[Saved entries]
--

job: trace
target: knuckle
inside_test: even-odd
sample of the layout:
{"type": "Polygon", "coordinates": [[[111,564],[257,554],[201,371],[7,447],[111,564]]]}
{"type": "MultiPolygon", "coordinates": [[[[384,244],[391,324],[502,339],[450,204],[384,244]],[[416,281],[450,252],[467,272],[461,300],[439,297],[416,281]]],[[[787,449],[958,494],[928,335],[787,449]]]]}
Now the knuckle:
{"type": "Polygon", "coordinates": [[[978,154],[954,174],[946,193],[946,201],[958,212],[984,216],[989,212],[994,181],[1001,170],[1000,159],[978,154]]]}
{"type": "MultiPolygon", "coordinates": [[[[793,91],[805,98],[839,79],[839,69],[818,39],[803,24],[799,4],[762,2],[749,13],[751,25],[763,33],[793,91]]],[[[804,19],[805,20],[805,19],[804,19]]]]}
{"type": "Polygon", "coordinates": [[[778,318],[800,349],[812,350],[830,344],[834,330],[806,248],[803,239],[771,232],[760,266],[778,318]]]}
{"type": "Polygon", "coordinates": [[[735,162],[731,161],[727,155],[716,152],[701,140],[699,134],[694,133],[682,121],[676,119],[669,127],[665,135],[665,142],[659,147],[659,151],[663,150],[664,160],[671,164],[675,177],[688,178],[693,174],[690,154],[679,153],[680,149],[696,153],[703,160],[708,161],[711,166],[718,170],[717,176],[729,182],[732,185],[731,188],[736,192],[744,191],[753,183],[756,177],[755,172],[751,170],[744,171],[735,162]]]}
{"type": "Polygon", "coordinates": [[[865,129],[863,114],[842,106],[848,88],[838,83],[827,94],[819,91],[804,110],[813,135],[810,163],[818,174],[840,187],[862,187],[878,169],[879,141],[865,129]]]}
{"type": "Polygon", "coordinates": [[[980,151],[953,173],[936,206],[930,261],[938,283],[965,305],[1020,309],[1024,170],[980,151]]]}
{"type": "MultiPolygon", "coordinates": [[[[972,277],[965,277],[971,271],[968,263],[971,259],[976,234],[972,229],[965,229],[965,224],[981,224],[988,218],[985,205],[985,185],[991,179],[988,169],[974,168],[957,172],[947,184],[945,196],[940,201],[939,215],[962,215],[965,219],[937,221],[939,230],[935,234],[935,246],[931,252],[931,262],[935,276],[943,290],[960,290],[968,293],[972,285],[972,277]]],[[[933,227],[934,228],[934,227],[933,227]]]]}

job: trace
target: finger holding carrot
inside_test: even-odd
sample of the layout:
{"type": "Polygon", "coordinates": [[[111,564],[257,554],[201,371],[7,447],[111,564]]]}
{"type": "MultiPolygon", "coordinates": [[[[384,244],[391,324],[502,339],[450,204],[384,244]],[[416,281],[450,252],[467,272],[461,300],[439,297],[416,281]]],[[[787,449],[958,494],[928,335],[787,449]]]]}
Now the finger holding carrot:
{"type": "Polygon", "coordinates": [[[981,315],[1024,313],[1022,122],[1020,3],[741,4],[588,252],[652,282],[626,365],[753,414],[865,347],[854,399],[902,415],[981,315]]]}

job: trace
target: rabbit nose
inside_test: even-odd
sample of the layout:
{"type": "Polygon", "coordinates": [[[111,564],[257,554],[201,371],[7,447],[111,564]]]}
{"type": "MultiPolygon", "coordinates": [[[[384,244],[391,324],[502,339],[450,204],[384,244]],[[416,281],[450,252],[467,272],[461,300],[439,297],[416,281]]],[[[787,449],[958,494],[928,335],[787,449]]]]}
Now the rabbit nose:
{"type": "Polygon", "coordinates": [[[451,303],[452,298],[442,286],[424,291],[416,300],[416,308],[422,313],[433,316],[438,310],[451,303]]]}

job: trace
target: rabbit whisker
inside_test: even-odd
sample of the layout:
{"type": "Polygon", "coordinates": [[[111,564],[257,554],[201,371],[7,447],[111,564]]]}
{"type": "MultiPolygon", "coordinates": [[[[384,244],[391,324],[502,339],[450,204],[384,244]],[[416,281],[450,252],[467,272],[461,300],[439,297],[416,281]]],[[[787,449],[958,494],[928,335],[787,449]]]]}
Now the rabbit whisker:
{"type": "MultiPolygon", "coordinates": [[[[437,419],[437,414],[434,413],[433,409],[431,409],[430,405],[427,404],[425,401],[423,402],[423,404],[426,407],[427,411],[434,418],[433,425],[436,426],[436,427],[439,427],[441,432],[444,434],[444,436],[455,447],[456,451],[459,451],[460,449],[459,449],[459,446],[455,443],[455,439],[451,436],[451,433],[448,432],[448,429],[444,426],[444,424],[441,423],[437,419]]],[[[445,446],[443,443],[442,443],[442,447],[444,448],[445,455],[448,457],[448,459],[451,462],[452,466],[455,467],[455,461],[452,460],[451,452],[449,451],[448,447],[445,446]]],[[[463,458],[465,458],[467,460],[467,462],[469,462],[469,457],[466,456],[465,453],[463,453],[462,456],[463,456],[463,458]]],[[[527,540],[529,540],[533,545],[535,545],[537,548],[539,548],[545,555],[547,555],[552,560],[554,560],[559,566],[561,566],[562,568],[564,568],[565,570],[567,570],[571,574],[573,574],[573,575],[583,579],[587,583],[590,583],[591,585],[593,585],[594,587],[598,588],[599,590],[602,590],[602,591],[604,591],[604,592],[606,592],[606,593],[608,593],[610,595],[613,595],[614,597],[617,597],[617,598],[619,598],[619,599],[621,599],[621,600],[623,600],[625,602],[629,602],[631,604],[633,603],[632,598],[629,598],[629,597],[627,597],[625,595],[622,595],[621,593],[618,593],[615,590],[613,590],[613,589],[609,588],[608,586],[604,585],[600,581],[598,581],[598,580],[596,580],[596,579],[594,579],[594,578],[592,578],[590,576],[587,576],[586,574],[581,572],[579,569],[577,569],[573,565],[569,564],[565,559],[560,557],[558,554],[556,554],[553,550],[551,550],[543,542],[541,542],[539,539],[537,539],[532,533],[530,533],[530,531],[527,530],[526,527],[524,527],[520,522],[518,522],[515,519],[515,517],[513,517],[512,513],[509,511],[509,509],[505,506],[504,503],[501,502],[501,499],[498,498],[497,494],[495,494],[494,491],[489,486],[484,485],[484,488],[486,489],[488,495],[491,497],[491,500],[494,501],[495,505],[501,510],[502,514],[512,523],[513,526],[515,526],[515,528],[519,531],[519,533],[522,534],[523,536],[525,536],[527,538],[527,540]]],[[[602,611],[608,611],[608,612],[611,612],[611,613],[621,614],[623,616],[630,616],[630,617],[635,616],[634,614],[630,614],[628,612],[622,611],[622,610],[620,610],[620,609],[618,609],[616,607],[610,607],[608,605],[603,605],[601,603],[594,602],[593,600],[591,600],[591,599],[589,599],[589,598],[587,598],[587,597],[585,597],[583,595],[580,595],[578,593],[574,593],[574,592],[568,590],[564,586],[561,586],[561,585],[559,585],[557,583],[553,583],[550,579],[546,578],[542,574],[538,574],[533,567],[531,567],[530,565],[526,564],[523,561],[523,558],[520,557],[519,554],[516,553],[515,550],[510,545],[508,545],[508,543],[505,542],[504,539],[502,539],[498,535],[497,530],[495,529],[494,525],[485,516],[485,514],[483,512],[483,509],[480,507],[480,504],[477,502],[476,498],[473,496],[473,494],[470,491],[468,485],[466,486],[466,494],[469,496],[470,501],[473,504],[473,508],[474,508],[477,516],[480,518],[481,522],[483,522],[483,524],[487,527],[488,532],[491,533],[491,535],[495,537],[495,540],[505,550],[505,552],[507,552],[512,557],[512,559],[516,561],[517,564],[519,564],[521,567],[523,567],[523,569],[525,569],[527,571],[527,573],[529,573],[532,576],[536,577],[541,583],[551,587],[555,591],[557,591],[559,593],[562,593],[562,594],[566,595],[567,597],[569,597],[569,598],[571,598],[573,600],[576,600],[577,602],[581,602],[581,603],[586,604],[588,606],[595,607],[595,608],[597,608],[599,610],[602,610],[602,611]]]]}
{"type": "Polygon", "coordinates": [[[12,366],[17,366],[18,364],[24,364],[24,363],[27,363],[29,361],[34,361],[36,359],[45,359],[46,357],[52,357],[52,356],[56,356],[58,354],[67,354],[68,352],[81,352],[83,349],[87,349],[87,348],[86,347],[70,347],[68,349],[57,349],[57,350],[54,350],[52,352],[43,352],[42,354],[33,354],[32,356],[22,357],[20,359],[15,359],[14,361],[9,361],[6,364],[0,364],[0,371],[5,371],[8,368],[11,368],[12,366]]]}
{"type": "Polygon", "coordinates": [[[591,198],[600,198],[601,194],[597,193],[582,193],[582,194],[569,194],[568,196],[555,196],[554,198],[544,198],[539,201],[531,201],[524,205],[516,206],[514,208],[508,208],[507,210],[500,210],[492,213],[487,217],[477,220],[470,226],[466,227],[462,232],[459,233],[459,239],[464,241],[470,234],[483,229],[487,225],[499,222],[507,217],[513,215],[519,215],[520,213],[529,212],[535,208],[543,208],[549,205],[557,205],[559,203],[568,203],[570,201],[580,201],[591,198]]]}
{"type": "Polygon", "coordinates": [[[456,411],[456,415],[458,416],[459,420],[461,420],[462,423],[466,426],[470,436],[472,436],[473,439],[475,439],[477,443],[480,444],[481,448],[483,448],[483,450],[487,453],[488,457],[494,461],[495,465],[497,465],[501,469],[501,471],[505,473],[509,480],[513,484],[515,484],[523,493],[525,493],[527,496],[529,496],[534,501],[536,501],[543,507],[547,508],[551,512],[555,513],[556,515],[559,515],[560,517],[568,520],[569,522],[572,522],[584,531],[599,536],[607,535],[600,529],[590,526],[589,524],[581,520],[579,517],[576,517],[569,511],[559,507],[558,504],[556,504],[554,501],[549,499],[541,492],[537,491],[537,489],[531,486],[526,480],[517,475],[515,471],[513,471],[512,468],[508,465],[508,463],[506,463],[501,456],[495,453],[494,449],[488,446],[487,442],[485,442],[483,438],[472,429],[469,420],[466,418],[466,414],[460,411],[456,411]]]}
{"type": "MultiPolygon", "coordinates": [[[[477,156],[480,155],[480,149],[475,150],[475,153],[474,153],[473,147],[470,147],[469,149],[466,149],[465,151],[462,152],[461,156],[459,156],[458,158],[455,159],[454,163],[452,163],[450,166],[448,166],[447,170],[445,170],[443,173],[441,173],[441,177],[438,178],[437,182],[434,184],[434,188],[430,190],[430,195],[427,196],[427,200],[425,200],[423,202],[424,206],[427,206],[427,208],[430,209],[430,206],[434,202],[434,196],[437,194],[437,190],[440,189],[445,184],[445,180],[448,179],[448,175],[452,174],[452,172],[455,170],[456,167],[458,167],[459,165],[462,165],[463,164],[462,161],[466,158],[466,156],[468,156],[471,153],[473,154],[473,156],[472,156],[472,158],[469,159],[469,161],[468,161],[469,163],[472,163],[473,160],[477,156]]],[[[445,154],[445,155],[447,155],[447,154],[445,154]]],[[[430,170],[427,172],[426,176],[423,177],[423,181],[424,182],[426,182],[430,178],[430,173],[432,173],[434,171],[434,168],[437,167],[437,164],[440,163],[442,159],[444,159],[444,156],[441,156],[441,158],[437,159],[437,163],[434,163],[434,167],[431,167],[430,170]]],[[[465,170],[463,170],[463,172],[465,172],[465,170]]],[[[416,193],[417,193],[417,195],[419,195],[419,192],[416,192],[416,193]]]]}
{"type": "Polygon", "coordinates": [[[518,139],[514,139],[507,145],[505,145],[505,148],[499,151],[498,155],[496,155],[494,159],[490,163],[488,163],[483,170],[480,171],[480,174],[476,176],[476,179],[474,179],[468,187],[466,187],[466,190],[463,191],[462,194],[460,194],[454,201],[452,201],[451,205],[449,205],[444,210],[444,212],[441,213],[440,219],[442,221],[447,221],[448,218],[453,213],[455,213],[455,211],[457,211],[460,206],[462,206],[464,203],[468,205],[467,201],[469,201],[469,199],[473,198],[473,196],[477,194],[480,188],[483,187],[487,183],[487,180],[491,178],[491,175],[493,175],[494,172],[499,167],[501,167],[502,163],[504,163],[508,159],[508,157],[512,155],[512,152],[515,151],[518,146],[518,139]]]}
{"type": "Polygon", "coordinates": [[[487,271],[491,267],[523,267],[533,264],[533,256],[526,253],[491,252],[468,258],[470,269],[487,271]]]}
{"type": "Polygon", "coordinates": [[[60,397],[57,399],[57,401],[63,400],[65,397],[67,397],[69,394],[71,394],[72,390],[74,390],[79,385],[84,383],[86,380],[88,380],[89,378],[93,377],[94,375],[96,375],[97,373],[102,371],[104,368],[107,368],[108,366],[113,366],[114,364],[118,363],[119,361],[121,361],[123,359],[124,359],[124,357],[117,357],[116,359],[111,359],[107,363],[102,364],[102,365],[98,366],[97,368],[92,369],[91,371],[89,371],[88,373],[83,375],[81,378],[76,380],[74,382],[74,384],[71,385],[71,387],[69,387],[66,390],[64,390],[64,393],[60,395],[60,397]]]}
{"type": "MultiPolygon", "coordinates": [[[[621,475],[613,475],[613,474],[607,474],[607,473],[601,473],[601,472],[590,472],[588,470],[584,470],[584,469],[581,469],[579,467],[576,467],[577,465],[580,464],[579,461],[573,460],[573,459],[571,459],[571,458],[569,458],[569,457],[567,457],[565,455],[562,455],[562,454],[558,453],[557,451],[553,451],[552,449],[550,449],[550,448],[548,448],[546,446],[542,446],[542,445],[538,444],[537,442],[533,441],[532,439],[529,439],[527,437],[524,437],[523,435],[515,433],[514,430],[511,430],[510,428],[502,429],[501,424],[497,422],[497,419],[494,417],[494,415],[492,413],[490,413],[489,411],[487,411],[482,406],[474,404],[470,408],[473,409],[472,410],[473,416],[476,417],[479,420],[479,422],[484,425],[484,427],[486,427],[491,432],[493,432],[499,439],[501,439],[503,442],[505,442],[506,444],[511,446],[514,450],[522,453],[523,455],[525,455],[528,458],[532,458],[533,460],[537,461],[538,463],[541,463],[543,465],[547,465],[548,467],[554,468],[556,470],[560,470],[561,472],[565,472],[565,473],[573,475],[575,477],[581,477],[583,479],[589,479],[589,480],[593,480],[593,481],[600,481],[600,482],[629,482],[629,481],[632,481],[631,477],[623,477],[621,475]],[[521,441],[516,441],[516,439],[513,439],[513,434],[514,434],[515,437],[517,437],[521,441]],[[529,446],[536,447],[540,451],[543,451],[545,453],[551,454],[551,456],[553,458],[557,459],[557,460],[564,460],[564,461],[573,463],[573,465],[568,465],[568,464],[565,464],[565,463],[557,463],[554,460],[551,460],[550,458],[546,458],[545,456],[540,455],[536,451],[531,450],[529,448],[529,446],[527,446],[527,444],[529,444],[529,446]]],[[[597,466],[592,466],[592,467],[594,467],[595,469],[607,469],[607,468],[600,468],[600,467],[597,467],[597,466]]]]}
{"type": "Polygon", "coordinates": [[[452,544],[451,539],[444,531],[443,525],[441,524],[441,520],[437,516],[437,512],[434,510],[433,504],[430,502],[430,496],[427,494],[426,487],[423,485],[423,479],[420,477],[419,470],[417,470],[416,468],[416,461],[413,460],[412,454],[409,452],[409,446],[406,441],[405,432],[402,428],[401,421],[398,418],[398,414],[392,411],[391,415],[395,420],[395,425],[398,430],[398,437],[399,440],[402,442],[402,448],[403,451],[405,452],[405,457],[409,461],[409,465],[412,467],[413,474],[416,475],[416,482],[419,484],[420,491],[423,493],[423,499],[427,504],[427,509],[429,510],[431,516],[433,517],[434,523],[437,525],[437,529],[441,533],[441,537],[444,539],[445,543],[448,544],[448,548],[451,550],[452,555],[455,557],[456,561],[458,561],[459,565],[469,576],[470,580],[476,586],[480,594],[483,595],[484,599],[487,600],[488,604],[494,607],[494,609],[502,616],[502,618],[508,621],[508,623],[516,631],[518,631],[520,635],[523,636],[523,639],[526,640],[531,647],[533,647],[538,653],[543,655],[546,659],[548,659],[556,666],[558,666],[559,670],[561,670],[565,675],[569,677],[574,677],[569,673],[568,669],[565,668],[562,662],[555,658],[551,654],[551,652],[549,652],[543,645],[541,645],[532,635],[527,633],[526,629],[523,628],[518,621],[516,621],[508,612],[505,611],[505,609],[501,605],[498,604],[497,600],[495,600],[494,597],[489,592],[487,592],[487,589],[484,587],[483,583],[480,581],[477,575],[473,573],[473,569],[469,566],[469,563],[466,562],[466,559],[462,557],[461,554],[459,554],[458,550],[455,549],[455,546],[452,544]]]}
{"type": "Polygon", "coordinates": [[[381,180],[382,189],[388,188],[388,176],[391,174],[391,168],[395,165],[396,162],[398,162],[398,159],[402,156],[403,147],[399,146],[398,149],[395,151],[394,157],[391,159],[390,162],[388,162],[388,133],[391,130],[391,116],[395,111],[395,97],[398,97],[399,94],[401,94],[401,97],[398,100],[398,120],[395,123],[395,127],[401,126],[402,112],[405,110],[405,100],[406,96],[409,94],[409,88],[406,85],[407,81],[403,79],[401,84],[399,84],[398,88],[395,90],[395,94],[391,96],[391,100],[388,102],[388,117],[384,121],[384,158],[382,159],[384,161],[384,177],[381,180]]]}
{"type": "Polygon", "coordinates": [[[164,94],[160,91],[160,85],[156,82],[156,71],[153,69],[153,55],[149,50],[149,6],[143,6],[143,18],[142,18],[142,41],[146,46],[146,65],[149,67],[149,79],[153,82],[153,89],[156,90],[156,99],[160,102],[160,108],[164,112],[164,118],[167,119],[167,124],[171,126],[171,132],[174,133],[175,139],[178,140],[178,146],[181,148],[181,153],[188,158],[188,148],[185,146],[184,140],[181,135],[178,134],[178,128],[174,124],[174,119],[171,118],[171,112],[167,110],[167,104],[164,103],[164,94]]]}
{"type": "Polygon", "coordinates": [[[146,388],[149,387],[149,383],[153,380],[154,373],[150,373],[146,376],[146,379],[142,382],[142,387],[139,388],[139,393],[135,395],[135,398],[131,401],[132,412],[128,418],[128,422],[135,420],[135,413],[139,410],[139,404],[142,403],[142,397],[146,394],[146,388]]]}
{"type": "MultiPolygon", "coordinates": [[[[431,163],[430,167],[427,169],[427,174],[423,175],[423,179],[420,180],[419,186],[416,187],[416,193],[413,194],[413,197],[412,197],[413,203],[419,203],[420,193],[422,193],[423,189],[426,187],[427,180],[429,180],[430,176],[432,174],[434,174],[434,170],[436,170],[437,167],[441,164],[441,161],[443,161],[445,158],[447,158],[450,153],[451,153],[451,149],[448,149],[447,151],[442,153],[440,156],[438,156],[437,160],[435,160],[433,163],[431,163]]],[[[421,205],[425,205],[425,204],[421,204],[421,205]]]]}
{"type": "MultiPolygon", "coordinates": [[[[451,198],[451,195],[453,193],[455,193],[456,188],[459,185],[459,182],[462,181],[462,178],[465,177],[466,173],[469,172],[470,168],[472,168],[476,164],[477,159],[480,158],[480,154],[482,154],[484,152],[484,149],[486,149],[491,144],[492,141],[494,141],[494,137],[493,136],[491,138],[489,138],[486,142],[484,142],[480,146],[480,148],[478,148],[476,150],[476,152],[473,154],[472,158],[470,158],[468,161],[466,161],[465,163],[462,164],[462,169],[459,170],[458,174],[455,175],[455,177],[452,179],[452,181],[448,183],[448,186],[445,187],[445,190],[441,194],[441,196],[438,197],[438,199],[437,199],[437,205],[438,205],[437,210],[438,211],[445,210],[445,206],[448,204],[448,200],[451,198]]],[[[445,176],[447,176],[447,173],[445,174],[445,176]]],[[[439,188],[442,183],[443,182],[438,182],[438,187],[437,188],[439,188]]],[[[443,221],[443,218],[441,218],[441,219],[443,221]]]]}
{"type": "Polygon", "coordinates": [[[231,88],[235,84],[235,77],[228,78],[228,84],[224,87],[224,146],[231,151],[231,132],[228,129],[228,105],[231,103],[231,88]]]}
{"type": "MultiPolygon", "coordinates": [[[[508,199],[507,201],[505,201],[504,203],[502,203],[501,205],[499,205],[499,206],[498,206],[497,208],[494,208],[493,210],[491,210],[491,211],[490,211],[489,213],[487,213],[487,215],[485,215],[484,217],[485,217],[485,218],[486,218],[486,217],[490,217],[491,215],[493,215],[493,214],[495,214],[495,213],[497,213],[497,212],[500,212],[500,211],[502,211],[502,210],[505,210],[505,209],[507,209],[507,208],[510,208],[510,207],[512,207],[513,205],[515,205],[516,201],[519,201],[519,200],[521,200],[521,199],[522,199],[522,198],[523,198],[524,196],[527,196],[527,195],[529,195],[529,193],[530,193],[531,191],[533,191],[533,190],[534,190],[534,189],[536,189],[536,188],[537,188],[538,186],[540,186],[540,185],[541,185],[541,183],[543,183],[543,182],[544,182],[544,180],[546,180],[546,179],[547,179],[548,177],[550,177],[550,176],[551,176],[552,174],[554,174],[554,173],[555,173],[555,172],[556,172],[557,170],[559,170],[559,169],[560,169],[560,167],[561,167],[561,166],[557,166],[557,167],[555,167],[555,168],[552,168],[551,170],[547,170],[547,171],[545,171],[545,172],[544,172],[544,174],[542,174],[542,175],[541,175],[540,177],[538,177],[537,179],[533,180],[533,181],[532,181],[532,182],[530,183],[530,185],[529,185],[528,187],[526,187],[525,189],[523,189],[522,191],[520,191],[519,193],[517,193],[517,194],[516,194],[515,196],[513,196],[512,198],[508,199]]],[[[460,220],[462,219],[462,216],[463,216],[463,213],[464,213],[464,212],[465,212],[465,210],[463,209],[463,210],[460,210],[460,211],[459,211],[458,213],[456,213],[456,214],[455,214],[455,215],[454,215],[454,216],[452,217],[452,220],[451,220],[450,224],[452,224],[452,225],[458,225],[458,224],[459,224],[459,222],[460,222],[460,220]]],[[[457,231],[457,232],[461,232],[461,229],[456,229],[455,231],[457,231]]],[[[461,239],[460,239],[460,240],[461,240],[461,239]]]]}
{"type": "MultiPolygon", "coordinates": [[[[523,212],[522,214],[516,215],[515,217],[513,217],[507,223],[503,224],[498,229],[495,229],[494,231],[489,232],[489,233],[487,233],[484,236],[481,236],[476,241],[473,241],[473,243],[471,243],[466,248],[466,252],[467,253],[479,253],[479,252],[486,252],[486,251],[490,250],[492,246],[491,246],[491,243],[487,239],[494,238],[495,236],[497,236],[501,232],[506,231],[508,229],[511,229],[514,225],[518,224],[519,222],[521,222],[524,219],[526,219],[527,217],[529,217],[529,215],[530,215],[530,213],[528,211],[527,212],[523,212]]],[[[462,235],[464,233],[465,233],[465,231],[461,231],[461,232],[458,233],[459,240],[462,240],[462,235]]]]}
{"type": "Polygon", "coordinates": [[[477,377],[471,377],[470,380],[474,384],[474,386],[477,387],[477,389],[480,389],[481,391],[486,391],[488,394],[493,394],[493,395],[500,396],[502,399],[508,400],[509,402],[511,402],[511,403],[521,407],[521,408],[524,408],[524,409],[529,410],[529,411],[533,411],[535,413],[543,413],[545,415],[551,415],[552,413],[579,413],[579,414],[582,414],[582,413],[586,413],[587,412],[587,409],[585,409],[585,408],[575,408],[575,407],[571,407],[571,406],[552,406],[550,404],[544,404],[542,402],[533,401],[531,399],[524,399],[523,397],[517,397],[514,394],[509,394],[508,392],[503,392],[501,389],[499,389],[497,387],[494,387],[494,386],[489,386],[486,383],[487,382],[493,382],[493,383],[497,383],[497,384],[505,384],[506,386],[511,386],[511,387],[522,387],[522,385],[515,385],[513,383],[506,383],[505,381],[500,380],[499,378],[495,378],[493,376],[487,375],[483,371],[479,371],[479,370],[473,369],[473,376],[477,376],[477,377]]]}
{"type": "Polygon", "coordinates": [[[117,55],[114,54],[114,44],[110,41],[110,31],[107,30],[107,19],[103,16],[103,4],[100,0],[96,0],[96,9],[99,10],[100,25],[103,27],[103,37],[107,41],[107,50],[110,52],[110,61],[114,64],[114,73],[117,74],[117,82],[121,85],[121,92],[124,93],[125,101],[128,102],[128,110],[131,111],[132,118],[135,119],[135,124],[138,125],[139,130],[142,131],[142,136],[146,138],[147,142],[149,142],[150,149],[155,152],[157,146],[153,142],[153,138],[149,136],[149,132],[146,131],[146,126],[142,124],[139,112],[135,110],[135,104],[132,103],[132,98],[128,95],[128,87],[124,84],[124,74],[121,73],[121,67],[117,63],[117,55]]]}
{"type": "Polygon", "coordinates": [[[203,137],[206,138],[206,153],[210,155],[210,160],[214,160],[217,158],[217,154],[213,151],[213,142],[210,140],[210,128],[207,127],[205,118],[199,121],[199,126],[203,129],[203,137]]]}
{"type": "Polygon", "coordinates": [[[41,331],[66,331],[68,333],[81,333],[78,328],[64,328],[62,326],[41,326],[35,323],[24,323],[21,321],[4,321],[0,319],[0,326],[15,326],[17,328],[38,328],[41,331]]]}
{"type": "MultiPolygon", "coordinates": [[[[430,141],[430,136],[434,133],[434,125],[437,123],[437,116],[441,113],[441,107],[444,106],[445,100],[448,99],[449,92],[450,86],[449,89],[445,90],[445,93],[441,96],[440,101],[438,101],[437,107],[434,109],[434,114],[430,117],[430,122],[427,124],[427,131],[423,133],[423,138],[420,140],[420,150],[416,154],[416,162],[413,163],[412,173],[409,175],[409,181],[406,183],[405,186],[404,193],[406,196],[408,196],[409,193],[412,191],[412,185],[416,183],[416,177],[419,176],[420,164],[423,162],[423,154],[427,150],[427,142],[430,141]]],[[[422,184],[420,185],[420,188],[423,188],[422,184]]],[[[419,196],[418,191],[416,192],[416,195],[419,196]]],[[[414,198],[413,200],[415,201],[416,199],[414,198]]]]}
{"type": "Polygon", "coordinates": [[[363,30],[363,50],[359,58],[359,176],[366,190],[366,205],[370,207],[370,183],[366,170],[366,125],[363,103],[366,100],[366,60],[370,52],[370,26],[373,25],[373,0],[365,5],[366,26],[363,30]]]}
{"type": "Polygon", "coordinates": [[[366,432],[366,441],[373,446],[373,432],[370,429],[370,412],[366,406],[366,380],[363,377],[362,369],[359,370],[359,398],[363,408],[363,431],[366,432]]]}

--

● **What to do**: Search term "finger": return each line of the data that contains it.

● **Solution to the exercise**:
target: finger holding carrot
Now the finger holding carrot:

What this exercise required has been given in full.